The reply should contain all of the data below, word for word.
== EXTRACTED RECORDS
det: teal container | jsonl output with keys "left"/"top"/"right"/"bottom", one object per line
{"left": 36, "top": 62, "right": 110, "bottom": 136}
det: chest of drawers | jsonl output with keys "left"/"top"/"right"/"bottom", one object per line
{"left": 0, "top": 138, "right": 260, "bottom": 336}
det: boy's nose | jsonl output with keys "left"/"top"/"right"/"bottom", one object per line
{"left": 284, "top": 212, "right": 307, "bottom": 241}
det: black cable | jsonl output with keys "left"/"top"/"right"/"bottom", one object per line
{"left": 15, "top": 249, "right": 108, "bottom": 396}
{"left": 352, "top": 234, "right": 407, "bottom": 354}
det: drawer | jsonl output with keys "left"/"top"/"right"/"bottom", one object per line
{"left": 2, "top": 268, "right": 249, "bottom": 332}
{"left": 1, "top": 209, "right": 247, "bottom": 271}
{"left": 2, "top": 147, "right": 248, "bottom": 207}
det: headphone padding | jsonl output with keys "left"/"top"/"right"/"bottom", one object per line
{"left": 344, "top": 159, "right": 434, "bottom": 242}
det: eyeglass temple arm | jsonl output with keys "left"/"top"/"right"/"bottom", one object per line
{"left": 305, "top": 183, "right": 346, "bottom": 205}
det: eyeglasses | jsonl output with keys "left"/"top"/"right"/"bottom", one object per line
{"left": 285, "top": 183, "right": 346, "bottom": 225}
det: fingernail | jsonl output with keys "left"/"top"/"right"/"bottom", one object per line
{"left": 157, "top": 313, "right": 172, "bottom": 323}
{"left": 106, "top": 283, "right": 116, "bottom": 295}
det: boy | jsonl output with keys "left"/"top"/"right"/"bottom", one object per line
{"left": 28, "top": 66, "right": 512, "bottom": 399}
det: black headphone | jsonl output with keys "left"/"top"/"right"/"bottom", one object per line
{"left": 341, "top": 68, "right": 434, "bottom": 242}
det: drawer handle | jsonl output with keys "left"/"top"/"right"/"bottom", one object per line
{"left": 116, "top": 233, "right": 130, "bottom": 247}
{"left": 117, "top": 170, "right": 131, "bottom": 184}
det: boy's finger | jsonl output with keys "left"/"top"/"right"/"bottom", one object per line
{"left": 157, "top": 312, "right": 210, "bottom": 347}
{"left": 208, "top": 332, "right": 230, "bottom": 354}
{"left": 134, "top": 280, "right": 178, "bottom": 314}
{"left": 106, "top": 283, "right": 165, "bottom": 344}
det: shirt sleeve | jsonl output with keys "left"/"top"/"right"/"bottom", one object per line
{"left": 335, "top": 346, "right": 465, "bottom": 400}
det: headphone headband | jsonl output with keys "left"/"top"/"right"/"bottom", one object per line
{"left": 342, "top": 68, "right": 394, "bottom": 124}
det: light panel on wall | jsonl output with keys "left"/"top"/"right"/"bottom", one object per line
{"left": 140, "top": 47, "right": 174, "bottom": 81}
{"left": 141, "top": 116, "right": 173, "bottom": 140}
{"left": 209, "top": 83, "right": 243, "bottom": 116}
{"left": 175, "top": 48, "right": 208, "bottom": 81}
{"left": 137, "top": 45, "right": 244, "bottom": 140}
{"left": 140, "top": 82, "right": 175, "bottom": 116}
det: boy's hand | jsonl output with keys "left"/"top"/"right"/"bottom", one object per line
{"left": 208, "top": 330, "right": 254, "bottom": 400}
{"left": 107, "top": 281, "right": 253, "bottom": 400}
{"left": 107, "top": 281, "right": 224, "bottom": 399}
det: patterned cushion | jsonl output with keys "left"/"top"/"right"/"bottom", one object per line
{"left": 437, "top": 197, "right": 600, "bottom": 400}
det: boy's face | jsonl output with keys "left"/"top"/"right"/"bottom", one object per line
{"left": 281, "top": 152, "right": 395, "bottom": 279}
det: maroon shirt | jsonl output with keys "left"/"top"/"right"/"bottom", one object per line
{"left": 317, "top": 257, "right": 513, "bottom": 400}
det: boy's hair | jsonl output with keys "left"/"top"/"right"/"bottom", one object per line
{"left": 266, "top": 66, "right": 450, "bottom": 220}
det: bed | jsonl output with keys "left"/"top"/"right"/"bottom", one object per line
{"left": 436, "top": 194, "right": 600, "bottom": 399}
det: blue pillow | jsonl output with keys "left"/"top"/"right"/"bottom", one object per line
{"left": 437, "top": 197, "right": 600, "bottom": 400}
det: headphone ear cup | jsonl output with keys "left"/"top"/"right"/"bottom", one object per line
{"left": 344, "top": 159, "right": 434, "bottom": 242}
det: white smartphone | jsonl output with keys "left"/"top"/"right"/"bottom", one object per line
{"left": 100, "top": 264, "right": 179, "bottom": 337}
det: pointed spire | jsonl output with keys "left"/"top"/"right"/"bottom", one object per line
====
▶ SOLUTION
det: teal container | jsonl output with keys "left"/"top"/"right"/"bottom", one object per line
{"left": 36, "top": 62, "right": 110, "bottom": 136}
det: chest of drawers | jsonl output with keys "left"/"top"/"right"/"bottom", one object per line
{"left": 0, "top": 138, "right": 260, "bottom": 336}
det: boy's nose | jsonl output with keys "left"/"top"/"right"/"bottom", one object per line
{"left": 284, "top": 212, "right": 307, "bottom": 241}
det: black cable | jsonl output with keys "left"/"top"/"right"/"bottom", one object per line
{"left": 15, "top": 249, "right": 108, "bottom": 396}
{"left": 352, "top": 234, "right": 407, "bottom": 354}
det: drawer | jsonl output with keys "left"/"top"/"right"/"bottom", one object per line
{"left": 2, "top": 268, "right": 249, "bottom": 332}
{"left": 1, "top": 209, "right": 247, "bottom": 271}
{"left": 2, "top": 147, "right": 248, "bottom": 207}
det: headphone padding | jsonl output with keys "left"/"top"/"right"/"bottom", one object per line
{"left": 344, "top": 159, "right": 434, "bottom": 242}
det: eyeglass temple arm | jsonl output with keys "left"/"top"/"right"/"bottom", one object per line
{"left": 305, "top": 183, "right": 346, "bottom": 205}
det: eyeglasses | jsonl output with keys "left"/"top"/"right"/"bottom", one object per line
{"left": 285, "top": 183, "right": 346, "bottom": 225}
det: fingernail | jsonl output with keys "left"/"top"/"right"/"bottom", one object per line
{"left": 157, "top": 313, "right": 172, "bottom": 323}
{"left": 106, "top": 283, "right": 116, "bottom": 295}
det: boy | jsonl output with keys "left"/"top"/"right"/"bottom", one object per line
{"left": 28, "top": 66, "right": 512, "bottom": 399}
det: black headphone | jsonl output with keys "left"/"top"/"right"/"bottom", one object per line
{"left": 341, "top": 68, "right": 434, "bottom": 242}
det: drawer handle | jsonl output with keys "left"/"top"/"right"/"bottom", one object per line
{"left": 116, "top": 233, "right": 130, "bottom": 247}
{"left": 117, "top": 170, "right": 131, "bottom": 184}
det: boy's finger | jsonl output with keys "left"/"top"/"right"/"bottom", one object per line
{"left": 157, "top": 312, "right": 210, "bottom": 347}
{"left": 208, "top": 332, "right": 230, "bottom": 354}
{"left": 134, "top": 280, "right": 178, "bottom": 314}
{"left": 106, "top": 283, "right": 165, "bottom": 344}
det: shirt sleeve | jsonl output with keys "left"/"top"/"right"/"bottom", one object per line
{"left": 335, "top": 346, "right": 465, "bottom": 400}
det: headphone headband | jsonl output with keys "left"/"top"/"right"/"bottom", one object per line
{"left": 342, "top": 68, "right": 394, "bottom": 124}
det: light panel on wall | jsonl output with keys "left"/"top"/"right"/"bottom", one object per line
{"left": 140, "top": 47, "right": 174, "bottom": 81}
{"left": 141, "top": 116, "right": 173, "bottom": 140}
{"left": 209, "top": 83, "right": 243, "bottom": 116}
{"left": 175, "top": 48, "right": 208, "bottom": 81}
{"left": 137, "top": 45, "right": 244, "bottom": 140}
{"left": 140, "top": 82, "right": 175, "bottom": 116}
det: boy's hand | jsonl output with keys "left"/"top"/"right"/"bottom", one object per line
{"left": 208, "top": 330, "right": 254, "bottom": 400}
{"left": 107, "top": 281, "right": 253, "bottom": 400}
{"left": 107, "top": 281, "right": 224, "bottom": 399}
det: patterned cushion | jsonl output with keys "left"/"top"/"right"/"bottom", one object per line
{"left": 437, "top": 197, "right": 600, "bottom": 400}
det: boy's face | jsonl output with keys "left"/"top"/"right"/"bottom", one object per line
{"left": 281, "top": 152, "right": 395, "bottom": 279}
det: maroon shirt | jsonl output with keys "left"/"top"/"right"/"bottom", one object per line
{"left": 317, "top": 257, "right": 513, "bottom": 400}
det: boy's hair | jsonl output with keys "left"/"top"/"right"/"bottom", one object per line
{"left": 266, "top": 66, "right": 450, "bottom": 220}
det: bed | jsonl output with keys "left"/"top"/"right"/"bottom", one object per line
{"left": 436, "top": 194, "right": 600, "bottom": 399}
det: blue pillow | jsonl output with keys "left"/"top"/"right"/"bottom", one object per line
{"left": 437, "top": 197, "right": 600, "bottom": 400}
det: headphone ear cup | jsonl output with keys "left"/"top"/"right"/"bottom", one object per line
{"left": 344, "top": 159, "right": 434, "bottom": 242}
det: white smartphone | jsonl output with keys "left"/"top"/"right"/"bottom", one object per line
{"left": 100, "top": 264, "right": 179, "bottom": 337}
det: pointed spire | jsonl output with keys "left"/"top"/"right"/"bottom", one object per line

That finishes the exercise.